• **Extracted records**
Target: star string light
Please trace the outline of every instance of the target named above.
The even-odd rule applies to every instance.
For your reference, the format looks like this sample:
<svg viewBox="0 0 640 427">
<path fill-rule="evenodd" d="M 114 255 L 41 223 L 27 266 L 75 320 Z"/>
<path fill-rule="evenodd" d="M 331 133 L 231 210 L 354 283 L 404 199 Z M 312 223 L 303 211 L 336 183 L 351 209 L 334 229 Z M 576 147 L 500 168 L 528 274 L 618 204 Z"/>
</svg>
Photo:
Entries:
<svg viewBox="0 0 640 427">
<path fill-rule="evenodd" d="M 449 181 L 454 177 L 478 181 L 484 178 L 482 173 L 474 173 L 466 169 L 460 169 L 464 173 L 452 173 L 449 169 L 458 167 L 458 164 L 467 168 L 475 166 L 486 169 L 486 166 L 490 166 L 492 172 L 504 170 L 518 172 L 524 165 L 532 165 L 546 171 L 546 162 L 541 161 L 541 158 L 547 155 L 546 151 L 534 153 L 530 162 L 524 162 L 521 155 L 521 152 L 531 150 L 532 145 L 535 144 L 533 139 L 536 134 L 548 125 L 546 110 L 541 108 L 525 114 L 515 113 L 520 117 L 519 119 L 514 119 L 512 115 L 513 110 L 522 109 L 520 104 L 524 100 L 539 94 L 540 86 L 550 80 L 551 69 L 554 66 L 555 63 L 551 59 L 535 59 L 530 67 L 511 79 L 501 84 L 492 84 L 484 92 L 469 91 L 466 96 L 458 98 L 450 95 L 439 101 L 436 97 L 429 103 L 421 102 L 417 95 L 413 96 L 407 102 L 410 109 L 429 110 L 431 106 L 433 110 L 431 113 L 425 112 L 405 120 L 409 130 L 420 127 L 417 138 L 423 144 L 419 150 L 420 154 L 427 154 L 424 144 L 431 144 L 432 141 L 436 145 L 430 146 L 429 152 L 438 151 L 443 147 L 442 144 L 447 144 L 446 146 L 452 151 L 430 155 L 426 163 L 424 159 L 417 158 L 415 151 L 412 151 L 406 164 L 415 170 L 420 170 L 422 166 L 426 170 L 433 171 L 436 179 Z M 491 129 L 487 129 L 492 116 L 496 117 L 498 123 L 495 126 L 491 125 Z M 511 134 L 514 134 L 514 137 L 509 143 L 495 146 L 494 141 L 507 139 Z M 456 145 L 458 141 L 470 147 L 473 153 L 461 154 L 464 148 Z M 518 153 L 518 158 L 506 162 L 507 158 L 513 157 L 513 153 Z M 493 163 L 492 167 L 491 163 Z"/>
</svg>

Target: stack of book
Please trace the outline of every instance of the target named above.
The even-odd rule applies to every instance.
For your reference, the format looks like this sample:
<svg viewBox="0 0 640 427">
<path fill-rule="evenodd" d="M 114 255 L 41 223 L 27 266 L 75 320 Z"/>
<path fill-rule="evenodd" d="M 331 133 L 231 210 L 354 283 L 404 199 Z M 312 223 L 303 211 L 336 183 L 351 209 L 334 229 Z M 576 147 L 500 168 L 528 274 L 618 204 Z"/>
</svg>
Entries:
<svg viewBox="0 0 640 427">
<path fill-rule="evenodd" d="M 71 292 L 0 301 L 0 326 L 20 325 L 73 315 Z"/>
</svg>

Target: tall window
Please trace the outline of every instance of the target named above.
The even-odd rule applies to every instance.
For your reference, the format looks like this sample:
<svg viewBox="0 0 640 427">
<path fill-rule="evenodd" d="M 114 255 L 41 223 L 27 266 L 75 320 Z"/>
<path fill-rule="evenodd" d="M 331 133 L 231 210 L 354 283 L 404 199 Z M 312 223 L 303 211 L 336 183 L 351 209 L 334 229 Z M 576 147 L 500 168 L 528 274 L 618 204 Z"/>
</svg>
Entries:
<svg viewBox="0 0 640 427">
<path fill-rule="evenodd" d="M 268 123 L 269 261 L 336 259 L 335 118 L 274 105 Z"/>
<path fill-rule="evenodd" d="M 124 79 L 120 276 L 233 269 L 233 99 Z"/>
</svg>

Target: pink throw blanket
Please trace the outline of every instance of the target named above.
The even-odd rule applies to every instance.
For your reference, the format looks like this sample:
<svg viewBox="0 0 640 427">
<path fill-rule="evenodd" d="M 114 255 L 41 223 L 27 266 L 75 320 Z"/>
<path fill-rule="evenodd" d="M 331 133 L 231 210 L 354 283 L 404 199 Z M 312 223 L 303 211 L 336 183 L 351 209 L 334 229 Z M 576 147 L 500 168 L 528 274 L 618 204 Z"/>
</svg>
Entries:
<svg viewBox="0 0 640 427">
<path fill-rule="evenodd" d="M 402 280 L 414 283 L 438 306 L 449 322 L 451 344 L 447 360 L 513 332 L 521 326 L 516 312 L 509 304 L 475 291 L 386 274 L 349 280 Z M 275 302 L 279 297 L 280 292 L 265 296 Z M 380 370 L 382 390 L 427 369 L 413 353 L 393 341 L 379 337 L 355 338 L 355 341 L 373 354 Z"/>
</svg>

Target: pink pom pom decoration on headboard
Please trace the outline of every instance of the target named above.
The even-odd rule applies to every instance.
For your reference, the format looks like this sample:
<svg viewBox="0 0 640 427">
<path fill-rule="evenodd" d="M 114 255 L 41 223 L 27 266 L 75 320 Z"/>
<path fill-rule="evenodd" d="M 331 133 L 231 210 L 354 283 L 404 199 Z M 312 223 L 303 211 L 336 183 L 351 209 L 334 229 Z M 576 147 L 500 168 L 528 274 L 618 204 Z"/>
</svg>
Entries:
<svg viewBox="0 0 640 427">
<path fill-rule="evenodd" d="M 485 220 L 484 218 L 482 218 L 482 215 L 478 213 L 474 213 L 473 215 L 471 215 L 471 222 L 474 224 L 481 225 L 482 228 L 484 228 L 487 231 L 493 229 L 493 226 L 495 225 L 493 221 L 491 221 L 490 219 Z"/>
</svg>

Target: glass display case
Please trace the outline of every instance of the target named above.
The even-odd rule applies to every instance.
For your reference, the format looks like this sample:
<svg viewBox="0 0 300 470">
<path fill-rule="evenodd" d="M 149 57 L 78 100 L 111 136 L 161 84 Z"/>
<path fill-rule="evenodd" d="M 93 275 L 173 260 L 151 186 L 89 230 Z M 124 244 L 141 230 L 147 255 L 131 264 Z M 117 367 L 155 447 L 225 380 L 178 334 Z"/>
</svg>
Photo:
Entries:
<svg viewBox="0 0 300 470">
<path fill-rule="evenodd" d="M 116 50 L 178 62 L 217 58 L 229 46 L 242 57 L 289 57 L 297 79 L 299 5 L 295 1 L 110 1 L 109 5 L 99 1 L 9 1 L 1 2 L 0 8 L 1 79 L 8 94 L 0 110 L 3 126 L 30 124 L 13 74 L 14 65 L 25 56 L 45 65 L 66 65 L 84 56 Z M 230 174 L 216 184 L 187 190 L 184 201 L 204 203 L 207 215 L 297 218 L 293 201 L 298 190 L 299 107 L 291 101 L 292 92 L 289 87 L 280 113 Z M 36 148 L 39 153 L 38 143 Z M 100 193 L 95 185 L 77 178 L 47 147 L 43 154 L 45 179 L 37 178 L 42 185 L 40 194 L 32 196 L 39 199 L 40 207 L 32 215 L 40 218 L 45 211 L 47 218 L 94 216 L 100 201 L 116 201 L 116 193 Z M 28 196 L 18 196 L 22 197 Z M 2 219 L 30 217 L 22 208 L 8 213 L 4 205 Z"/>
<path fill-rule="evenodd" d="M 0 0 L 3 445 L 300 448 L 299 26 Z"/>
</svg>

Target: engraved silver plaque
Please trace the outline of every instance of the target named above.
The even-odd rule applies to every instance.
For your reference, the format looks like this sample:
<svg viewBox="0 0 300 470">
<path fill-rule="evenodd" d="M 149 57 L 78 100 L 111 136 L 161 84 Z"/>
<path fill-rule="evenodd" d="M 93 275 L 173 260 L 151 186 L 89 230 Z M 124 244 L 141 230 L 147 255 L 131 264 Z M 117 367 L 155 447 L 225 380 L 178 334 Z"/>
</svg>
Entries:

• **WHAT THIS TASK INVOLVES**
Reproduce every line of the records containing the string "pink".

• **WRITTEN SOLUTION**
Target: pink throw blanket
Target: pink pom pom decoration on headboard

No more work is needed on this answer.